### Requirement:
The lines from the one containing "Target: dark shorts" through the end of the entries are what to output; reproduce them exactly and add nothing.

┄┄┄┄┄┄┄┄┄┄

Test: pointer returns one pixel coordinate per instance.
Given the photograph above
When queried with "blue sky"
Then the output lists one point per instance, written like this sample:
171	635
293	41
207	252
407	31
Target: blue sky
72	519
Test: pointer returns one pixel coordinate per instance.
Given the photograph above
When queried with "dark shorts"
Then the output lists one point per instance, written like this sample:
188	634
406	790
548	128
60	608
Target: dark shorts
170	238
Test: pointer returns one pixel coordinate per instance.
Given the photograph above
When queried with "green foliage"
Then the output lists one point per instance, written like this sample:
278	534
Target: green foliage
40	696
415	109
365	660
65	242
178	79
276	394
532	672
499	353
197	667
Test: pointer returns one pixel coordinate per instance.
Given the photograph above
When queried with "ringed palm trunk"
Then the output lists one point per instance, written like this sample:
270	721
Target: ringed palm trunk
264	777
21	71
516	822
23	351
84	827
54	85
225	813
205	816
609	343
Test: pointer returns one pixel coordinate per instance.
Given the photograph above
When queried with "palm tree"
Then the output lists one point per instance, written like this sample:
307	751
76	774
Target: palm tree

┄┄┄┄┄┄┄┄┄┄

### Answer to this task:
Target: dark shorts
170	238
Test: pointer returns one pixel coordinate per instance.
Given the photograph above
When queried with "green foliage"
Then the output lists one point per instance, written like this sample:
278	534
Target: green foliage
40	696
415	109
365	660
65	242
178	79
276	394
532	672
499	353
197	667
Test: pointer returns one pixel coordinate per instance.
Given the photograph above
When queried with "ringed palm trunk"
Then the output lists one point per instance, written like this sample:
270	721
Target: ringed palm trunk
264	777
21	71
516	822
23	351
84	827
54	85
225	813
205	816
609	343
Test: pointer returns one pixel coordinate per instance.
Given the photograph above
When queried with "palm tree"
Then the output lists one point per instance, written like this sample:
307	751
76	774
Target: palm tree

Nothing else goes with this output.